CONSEGNE DELL'ESERCIZIO:
1. Rispondi in breve a queste domande sul testo dedicato al concerto degli Slowdive:
(a) Con quale brano si presenta il gruppo?
(b) Chi suona la batteria?
(c) Per quale ragione chi scrive non ha mai visto il gruppo prima della reunion?
2. Prosegui il testo sul concerto degli Slowdive a partire dalla sua ultima frase.

TESTO ESTRATTO:
***

Gli Slowdive si presentano sulle note della nuova “Shanty”, che apre l'ultimo disco. Brano leggero, sognante, ideale per acclimatarsi prima di entrare nel vivo dei giochi. La formazione è sempre la stessa, con Neal Halstead a chitarra e voce, Rachel Goswell che si divide tra tastiere e chitarra e che ovviamente canta, anche se nell’ultimo lavoro ha lasciato molto più spazio al suo collega. Christian Savill è l’altro chitarrista, la sezione ritmica è quella, rodata ed efficiente, di Simon Scott alla batteria e di Nick Chaplin al basso.

Non so come fossero prima, perché per ragioni anagrafiche non sono mai riuscito a vederli nel periodo pre-reunion. Mi bastano comunque una manciata di brani per capire che sono ancora al livello eccezionale in cui li avevo lasciati col precedente tour. Anche loro godono di suoni ben definiti così che si riesce a distinguere perfettamente ogni singolo strumento e, allo stesso tempo, il wall of sound che da sempre li contraddistingue ne esce ben delineato nelle sue strutture principali.

***

(Voci del dataset)
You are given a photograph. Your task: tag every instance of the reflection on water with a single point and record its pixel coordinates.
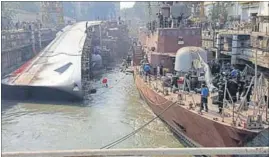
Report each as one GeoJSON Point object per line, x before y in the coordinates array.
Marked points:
{"type": "Point", "coordinates": [111, 114]}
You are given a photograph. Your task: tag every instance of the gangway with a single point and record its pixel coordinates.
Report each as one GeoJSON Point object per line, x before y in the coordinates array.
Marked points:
{"type": "Point", "coordinates": [145, 152]}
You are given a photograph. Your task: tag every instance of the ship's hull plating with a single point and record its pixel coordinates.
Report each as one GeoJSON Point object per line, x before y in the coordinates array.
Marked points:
{"type": "Point", "coordinates": [202, 131]}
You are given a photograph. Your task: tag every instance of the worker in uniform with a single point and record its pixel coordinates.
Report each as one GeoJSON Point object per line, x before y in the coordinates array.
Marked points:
{"type": "Point", "coordinates": [221, 97]}
{"type": "Point", "coordinates": [204, 98]}
{"type": "Point", "coordinates": [147, 70]}
{"type": "Point", "coordinates": [104, 81]}
{"type": "Point", "coordinates": [128, 60]}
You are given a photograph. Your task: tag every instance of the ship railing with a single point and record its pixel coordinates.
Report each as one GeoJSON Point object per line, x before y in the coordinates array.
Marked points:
{"type": "Point", "coordinates": [145, 152]}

***

RISPOSTE:
1.
(a) Con "Shanty", il brano che apre l'ultimo disco.
(b) Simon Scott.
(c) Per ragioni anagrafiche.

2.
Con “Star Roving” si alza il ritmo, mentre “Catch the Breeze”, il primo grande classico, provoca più di un brivido lungo la schiena, soprattutto per il modo ispiratissimo in cui dilatano il finale, con le chitarre sempre in primo piano ed un basso meravigliosamente martellante (prova decisamente maiuscola, quella di Nick Chaplin). Resa incredibile anche per “Souvlaki Space Station” e “Chained to a Cloud”, quest’ultima indubbiamente la migliore esecuzione tratta dal nuovo disco, che non è stato purtroppo molto valorizzato (quattro brani su otto, ma non aver eseguito “Andalucia Plays” secondo me è imperdonabile).

Entusiasmo più che comprensibile per il singolo “Kisses”, sia perché è la traccia più immediata, ma probabilmente anche per il fatto che il video è stato girato a Napoli ed è dunque circolato parecchio sui vari Social. Dopo circa un minuto dalle prime file arrivano segnalazioni che qualcuno si è sentito male per cui la band si ferma, Rachel invita i medici ad intervenire e quando tutto è risolto la riprendono da capo.

 

Dal controverso Pygmalion viene eseguita sempre e solo “Crazy for You”, sperimentale ma comunque ben integrata nel resto del set, così come funzionano ancora molto bene i pezzi di Slowdive, con “Slomo” sempre emozionante e “Sugar for the Pill”, suonata nei bis, che a giudicare dalla partecipazione del pubblico sembra ormai essere divenuta un classico.

Parlando di classici, non può mancare il trittico da Souvlaki “Alison”, “When the Sun Hits” e “40 Days”, con fan in visibilio e singalong sui ritornelli. Sono brani simbolo di un’epoca ma, appunto, sono arrivati a conquistare anche i cuori dei più giovani, segno che, al di là della veste sonora indistinta e rumorosa, le melodie sono di una bellezza senza tempo.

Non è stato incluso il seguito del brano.